DATA FOR PROCESSING:
++++++++++

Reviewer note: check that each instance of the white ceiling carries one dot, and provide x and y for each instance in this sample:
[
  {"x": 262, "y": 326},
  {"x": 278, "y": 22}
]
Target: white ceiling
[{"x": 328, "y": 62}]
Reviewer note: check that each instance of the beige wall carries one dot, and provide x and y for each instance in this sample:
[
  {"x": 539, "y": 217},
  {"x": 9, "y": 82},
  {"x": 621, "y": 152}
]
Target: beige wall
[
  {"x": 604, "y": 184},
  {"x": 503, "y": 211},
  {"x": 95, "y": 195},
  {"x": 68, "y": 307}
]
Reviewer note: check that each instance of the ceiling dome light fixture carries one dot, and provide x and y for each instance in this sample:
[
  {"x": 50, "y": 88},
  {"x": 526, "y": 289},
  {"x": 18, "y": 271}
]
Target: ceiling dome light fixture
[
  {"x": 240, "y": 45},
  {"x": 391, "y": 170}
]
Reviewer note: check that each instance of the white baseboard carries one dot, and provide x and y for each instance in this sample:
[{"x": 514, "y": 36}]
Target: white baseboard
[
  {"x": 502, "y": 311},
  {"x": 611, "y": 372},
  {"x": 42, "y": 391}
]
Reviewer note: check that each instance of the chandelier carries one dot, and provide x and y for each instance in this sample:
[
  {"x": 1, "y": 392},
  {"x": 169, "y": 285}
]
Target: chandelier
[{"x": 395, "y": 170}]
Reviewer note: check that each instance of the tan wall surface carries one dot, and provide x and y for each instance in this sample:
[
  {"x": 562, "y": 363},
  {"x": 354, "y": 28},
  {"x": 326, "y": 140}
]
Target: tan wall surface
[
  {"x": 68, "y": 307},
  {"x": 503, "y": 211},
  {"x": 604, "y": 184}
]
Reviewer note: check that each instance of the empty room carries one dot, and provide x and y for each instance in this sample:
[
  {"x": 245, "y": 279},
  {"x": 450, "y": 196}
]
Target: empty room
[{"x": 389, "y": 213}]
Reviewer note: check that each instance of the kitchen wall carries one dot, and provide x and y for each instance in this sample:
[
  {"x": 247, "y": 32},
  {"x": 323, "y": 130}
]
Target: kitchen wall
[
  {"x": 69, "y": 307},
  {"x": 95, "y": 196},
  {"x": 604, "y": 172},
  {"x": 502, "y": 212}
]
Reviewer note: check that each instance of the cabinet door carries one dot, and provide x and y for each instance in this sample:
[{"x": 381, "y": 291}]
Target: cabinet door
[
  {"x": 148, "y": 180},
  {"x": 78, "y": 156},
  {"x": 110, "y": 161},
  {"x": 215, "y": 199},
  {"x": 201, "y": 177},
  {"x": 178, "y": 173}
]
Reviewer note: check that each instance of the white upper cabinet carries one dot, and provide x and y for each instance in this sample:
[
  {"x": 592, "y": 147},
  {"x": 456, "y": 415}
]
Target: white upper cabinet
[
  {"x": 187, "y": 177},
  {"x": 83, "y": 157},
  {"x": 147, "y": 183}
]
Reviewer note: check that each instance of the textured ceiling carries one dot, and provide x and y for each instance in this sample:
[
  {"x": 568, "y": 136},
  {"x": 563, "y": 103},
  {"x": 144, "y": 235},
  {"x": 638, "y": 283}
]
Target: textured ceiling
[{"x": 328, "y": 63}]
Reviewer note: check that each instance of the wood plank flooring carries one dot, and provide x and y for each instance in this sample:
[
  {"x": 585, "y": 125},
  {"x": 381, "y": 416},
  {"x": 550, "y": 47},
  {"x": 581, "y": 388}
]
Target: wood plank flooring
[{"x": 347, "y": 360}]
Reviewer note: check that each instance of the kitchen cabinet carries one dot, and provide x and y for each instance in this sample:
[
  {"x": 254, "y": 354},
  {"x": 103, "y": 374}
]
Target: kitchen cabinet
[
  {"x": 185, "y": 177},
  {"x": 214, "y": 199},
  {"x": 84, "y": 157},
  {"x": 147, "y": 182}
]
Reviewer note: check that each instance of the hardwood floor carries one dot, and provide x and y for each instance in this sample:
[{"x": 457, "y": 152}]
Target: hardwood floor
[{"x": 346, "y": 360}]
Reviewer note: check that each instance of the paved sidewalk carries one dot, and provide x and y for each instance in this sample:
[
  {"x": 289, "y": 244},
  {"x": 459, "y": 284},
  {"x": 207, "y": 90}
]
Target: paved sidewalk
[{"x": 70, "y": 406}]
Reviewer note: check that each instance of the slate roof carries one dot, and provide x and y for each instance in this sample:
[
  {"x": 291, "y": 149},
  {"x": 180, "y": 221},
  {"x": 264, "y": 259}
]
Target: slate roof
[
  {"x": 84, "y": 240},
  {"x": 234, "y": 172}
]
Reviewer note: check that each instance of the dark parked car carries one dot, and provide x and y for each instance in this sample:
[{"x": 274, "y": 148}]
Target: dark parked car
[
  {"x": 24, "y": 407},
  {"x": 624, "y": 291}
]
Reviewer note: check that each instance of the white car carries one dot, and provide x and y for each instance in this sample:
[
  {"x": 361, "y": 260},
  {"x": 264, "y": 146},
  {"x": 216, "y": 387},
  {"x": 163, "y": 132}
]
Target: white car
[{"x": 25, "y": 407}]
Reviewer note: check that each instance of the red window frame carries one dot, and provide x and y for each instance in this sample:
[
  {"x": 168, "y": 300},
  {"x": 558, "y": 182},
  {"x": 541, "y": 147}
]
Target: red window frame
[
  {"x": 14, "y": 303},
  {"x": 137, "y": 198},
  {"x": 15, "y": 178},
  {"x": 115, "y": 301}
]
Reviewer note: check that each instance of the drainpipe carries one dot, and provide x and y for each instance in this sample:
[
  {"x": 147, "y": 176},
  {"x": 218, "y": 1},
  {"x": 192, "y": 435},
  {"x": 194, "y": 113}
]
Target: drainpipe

++++++++++

ACTIVITY: Copy each line of the data that contains the word "drainpipe", leaving the other lines out.

RESULT OF THE TASK:
Reviewer note: check that each instance of the drainpipe carries one dot, and provide x and y for each instance in this sample:
Target: drainpipe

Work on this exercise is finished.